Listed entries:
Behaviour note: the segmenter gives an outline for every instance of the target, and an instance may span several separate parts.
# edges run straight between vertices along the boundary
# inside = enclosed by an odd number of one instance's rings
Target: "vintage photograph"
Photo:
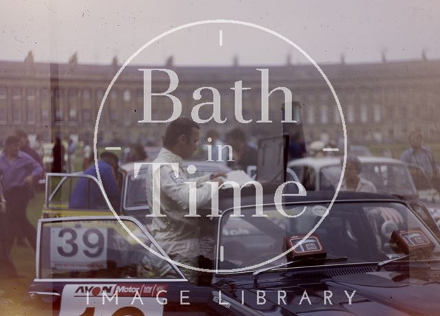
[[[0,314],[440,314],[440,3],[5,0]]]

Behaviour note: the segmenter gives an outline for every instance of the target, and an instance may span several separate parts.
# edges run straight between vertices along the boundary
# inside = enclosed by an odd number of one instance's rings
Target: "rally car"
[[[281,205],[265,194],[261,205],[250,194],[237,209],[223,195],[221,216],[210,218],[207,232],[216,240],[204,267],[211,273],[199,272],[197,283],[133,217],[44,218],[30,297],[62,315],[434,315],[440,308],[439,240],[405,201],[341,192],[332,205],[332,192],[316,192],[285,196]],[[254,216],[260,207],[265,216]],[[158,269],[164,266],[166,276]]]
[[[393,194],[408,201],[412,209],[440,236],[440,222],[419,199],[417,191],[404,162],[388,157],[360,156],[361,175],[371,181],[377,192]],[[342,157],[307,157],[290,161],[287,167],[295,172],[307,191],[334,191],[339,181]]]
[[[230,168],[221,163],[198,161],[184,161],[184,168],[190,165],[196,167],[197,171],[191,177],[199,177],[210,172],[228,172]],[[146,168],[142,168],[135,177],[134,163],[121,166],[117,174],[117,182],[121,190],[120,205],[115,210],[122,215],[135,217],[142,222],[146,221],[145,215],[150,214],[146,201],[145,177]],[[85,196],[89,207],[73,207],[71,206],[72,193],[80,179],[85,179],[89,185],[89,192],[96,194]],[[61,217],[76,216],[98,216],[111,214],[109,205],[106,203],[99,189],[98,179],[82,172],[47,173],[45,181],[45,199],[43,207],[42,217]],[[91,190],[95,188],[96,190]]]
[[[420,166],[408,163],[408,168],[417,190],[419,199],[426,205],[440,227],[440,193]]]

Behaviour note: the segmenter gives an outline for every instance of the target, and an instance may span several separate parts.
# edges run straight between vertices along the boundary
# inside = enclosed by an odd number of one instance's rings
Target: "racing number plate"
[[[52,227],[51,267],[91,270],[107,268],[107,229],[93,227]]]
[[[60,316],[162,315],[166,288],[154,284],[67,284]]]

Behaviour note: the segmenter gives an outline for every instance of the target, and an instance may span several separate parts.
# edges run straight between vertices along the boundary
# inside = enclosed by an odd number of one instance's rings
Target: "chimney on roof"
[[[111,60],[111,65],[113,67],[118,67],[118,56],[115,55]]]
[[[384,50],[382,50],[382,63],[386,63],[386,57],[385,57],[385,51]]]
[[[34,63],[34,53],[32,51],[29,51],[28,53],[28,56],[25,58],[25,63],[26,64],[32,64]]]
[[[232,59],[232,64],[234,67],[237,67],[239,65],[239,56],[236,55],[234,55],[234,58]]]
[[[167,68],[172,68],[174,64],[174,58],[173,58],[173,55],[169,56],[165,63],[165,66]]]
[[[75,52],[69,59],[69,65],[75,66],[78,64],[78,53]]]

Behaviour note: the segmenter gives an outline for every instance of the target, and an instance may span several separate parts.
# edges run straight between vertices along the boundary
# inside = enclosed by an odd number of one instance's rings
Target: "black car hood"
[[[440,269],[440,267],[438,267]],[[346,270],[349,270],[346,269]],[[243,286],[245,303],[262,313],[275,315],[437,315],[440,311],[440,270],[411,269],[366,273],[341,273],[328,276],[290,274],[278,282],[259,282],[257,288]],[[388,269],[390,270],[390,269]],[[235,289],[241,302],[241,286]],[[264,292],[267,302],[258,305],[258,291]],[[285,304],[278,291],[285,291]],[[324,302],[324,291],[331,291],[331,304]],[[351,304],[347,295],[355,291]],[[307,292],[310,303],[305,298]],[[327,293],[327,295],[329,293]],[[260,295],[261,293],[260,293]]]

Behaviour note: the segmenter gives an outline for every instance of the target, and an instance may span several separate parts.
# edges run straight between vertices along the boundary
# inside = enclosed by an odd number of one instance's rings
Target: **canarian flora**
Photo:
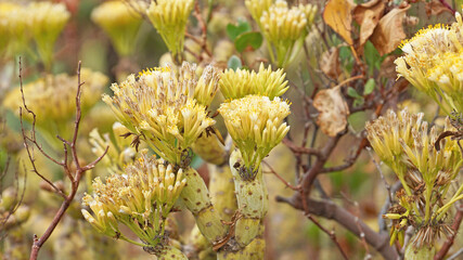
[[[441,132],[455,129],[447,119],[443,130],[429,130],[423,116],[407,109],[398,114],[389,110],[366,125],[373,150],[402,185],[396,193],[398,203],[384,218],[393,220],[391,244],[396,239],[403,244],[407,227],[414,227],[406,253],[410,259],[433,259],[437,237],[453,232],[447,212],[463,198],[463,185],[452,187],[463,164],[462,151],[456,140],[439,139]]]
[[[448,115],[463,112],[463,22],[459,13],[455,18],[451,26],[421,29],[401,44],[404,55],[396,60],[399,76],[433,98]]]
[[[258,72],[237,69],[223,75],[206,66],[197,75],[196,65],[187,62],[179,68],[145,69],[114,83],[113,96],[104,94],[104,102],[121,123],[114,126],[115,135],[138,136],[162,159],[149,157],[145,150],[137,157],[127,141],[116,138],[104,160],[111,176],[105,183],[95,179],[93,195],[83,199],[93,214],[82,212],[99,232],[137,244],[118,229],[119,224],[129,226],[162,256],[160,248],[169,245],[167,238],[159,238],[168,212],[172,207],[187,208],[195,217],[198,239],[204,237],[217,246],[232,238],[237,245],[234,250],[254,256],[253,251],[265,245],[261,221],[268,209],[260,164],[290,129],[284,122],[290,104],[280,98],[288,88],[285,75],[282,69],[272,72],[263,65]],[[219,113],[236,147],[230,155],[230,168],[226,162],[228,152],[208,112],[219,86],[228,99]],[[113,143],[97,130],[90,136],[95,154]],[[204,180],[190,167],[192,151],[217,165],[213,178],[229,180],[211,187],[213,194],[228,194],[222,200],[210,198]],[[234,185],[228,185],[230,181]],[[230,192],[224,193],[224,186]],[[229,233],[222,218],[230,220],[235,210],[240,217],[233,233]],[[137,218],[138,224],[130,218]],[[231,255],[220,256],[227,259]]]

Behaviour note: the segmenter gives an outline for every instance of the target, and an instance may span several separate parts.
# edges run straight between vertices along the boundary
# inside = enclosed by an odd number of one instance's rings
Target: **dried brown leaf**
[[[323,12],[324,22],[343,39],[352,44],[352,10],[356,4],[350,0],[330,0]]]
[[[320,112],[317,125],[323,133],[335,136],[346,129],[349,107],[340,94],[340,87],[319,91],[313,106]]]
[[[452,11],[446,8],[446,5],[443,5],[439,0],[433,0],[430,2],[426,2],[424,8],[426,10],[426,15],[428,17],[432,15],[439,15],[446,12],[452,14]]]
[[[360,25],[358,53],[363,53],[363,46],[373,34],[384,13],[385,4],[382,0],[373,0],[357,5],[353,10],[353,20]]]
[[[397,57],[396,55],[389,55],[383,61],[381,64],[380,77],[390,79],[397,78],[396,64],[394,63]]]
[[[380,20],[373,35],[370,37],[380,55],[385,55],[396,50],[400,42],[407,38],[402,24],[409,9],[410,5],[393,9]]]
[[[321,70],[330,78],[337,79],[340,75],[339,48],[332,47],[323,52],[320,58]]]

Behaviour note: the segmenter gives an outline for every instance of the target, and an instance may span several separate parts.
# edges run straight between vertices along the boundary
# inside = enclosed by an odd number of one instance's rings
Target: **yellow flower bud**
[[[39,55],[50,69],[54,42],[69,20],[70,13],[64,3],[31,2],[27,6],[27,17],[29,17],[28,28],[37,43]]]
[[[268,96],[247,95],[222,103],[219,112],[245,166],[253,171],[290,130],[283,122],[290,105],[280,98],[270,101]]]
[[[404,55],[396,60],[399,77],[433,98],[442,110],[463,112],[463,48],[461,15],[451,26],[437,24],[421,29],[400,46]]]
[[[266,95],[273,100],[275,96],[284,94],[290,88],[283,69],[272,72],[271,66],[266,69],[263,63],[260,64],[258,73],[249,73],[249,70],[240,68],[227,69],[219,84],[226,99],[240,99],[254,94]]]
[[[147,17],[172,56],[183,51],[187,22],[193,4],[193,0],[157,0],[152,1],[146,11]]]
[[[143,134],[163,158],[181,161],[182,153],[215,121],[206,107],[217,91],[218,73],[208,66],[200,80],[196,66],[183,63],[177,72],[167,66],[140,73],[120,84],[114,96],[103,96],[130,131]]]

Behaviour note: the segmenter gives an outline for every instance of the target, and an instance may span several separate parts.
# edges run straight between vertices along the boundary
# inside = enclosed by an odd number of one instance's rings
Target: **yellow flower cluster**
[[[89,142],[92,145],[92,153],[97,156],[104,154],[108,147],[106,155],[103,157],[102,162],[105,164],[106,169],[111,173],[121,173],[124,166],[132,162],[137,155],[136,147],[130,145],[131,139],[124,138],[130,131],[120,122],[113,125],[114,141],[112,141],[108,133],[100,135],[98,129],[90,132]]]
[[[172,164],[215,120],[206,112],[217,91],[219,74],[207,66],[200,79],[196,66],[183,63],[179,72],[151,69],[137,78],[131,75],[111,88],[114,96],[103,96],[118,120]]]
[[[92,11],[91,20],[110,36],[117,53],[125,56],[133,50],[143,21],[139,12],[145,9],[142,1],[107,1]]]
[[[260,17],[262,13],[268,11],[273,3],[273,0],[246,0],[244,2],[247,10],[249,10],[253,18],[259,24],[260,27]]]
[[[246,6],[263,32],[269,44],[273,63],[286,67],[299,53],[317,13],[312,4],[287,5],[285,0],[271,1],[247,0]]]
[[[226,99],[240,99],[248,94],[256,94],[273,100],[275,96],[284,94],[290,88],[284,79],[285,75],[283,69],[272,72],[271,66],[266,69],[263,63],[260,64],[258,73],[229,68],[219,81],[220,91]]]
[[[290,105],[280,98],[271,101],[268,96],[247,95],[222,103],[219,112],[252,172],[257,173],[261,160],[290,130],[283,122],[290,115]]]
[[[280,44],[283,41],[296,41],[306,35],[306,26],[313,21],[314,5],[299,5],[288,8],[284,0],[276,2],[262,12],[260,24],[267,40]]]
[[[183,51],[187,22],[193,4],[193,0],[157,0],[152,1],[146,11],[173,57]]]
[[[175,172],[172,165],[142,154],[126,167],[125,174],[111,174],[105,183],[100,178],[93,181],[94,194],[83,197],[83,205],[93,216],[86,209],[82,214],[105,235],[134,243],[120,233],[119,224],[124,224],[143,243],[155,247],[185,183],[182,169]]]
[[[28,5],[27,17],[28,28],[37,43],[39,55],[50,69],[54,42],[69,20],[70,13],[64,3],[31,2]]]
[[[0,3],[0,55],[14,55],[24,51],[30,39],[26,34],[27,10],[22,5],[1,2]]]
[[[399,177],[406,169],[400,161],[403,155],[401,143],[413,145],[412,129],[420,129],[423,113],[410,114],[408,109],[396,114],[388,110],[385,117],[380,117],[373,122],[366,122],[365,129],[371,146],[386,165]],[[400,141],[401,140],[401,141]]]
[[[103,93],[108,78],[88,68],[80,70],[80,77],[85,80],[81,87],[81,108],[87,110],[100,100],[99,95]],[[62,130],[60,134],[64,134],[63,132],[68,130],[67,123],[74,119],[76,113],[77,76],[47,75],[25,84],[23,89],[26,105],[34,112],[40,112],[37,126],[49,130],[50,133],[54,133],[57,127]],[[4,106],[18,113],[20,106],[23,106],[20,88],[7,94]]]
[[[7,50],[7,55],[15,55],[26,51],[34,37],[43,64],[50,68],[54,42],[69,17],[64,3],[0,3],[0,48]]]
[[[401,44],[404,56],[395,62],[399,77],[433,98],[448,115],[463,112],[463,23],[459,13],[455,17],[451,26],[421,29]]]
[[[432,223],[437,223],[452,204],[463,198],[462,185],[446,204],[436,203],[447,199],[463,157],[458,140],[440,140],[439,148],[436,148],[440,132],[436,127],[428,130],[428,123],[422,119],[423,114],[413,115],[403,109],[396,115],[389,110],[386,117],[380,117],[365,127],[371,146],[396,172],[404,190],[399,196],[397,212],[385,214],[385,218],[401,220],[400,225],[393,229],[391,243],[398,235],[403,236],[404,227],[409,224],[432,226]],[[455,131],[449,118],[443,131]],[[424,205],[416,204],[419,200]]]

Task objective:
Starting with the first line above and going on through the line that contains "[[[60,316],[162,315],[166,288],[154,284],[67,284]]]", write these lines out again with "labeler" in place of "segmenter" and nothing else changed. Leave the pictures out.

Response for this exercise:
Behaviour note: the labeler gives an outline for every instance of the target, and an instance may span several separate parts.
# edges run straight between vertices along the boundary
# inside = enclosed by an odd number of one instance's rings
Target: "vintage photograph"
Photo:
[[[0,314],[440,314],[440,3],[5,0]]]

Behaviour note: the labeler gives an outline for every instance of the target, and an instance may span several separate parts.
# edges run straight between vertices along the boundary
# inside = enclosed by an odd number of one instance's rings
Target: "rally car"
[[[281,205],[265,194],[261,205],[250,194],[237,209],[223,195],[221,216],[210,218],[207,232],[216,240],[204,267],[211,273],[199,272],[197,283],[133,217],[44,218],[30,297],[62,315],[434,315],[440,308],[439,240],[405,201],[341,192],[332,205],[332,192],[316,192],[285,196]],[[254,216],[260,207],[265,216]],[[158,269],[164,266],[166,276]]]
[[[393,194],[408,201],[412,209],[440,236],[440,222],[419,199],[417,191],[404,162],[388,157],[360,156],[361,175],[371,181],[377,192]],[[342,157],[307,157],[290,161],[287,167],[295,172],[307,191],[334,191],[339,181]]]
[[[230,168],[221,163],[198,161],[184,161],[184,168],[190,165],[196,167],[197,171],[191,177],[199,177],[210,172],[228,172]],[[146,168],[142,168],[135,177],[134,163],[121,166],[117,174],[117,182],[121,190],[120,205],[115,210],[122,215],[135,217],[142,222],[146,221],[145,215],[150,214],[146,201],[145,177]],[[85,196],[89,207],[73,207],[71,206],[72,193],[80,179],[85,179],[89,185],[89,192],[96,194]],[[61,217],[76,216],[98,216],[111,214],[109,205],[106,203],[99,189],[98,179],[82,172],[47,173],[45,181],[45,199],[43,207],[42,217]],[[91,190],[95,188],[96,190]]]
[[[420,166],[408,163],[408,168],[417,190],[419,199],[426,205],[440,227],[440,193]]]

Behaviour note: the labeler gives an outline for every instance of the target, and an instance may span several separate parts.
# edges run straight between vertices along the boundary
# inside = enclosed by an odd number of one instance's rings
Target: "racing number plate"
[[[52,227],[51,267],[91,270],[107,268],[107,229],[93,227]]]
[[[60,316],[162,315],[166,288],[154,284],[67,284]]]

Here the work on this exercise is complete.